_Data listing_
Begin

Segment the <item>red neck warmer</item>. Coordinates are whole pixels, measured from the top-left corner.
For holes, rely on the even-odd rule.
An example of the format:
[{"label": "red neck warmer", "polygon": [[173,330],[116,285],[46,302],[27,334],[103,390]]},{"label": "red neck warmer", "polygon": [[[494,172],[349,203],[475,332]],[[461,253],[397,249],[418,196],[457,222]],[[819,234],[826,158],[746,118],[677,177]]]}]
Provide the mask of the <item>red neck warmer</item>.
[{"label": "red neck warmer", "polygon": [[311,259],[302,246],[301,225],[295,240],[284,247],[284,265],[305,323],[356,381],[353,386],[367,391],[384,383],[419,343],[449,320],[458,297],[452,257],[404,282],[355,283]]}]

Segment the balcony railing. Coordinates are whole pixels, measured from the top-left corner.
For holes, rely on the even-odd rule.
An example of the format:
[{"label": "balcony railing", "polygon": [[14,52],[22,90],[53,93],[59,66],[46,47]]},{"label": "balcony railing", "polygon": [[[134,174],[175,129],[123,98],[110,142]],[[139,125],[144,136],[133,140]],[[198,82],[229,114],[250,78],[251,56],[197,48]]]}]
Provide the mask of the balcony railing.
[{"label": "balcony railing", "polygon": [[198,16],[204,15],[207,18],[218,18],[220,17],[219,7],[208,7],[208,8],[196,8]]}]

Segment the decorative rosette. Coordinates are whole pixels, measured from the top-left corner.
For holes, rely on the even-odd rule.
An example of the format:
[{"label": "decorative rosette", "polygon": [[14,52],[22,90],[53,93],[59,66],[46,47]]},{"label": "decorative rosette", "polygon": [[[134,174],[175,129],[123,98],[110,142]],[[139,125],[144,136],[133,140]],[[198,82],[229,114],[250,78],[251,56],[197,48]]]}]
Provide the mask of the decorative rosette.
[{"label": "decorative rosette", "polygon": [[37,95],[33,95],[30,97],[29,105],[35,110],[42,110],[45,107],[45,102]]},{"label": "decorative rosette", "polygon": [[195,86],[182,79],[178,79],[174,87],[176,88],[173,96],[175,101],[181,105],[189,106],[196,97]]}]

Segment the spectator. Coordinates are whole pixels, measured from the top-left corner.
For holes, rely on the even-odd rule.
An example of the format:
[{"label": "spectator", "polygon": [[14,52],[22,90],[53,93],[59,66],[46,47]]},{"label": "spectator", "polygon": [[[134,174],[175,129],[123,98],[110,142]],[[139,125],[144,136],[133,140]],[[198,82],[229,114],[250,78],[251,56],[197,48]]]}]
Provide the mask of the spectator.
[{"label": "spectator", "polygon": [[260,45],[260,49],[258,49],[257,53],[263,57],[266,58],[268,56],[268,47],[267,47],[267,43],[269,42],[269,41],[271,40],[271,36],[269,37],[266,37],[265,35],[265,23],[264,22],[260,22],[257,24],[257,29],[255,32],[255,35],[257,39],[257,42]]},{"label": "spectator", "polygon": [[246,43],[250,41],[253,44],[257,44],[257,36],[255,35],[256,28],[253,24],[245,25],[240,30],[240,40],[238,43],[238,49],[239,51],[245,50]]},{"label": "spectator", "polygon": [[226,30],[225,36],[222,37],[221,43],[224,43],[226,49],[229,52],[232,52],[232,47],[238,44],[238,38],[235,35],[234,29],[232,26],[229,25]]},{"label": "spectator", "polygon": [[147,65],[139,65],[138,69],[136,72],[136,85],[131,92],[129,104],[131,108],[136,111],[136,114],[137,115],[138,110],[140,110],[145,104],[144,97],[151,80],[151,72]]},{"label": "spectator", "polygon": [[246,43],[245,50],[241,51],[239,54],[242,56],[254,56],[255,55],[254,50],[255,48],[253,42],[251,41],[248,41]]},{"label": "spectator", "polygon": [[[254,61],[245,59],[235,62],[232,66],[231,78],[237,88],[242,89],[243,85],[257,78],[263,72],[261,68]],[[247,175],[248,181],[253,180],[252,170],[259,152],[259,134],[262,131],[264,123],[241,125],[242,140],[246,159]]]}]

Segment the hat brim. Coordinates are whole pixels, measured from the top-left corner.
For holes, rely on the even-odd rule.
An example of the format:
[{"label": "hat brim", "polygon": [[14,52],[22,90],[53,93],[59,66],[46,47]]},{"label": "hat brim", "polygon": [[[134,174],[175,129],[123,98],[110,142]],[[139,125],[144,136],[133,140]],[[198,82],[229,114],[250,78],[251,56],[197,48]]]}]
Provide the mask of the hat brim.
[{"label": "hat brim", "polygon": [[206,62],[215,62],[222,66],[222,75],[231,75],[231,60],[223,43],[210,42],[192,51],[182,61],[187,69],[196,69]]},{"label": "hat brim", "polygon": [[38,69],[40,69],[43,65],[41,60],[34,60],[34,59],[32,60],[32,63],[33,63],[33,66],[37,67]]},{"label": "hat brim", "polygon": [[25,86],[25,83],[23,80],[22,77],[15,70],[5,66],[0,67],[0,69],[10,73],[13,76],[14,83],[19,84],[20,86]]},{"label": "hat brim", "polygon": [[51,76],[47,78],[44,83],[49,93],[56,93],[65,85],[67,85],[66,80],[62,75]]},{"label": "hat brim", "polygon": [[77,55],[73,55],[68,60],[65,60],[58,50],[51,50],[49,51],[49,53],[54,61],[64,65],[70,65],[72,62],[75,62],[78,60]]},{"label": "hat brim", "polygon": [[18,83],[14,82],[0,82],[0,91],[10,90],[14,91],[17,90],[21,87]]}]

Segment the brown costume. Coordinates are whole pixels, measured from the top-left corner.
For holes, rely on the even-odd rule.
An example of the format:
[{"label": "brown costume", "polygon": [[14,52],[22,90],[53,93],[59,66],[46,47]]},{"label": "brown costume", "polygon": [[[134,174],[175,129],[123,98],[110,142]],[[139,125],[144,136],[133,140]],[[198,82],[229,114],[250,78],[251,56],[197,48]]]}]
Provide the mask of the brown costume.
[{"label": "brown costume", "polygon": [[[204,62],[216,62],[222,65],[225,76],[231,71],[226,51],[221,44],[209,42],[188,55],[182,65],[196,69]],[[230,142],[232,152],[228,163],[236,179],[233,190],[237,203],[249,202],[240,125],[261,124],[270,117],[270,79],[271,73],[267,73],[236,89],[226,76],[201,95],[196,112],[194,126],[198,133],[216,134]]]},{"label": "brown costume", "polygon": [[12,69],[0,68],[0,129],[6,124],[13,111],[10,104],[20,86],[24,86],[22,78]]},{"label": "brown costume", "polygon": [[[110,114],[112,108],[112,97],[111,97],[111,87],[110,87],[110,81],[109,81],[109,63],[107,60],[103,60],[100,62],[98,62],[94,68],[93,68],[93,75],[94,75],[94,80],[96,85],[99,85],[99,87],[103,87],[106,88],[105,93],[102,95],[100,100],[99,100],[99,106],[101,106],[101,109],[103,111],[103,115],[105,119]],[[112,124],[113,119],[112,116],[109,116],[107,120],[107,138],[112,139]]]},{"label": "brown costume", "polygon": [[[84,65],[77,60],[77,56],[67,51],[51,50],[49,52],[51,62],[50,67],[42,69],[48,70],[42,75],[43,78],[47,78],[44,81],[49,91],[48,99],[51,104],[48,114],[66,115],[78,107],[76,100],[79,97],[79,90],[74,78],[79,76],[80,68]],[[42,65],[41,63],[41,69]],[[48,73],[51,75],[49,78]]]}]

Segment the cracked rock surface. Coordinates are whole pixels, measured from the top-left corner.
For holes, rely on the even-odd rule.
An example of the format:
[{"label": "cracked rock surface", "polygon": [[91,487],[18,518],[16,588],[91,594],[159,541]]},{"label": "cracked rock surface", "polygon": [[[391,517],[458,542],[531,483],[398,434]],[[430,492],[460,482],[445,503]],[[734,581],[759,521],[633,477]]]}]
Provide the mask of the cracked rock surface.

End

Copy out the material verbatim, starting at the line that contains "Segment the cracked" and ending at the last line of the material.

Segment the cracked rock surface. Coordinates are whole pixels, measured from the top-left corner.
For holes, rely on the even-odd rule.
An example of the format:
[{"label": "cracked rock surface", "polygon": [[91,487],[18,518],[16,588],[91,594],[159,541]]},{"label": "cracked rock surface", "polygon": [[[391,517],[458,542],[531,483],[398,434]],[[430,492],[460,482],[445,503]],[[734,581],[759,521],[633,477]]]}]
Provide the mask of the cracked rock surface.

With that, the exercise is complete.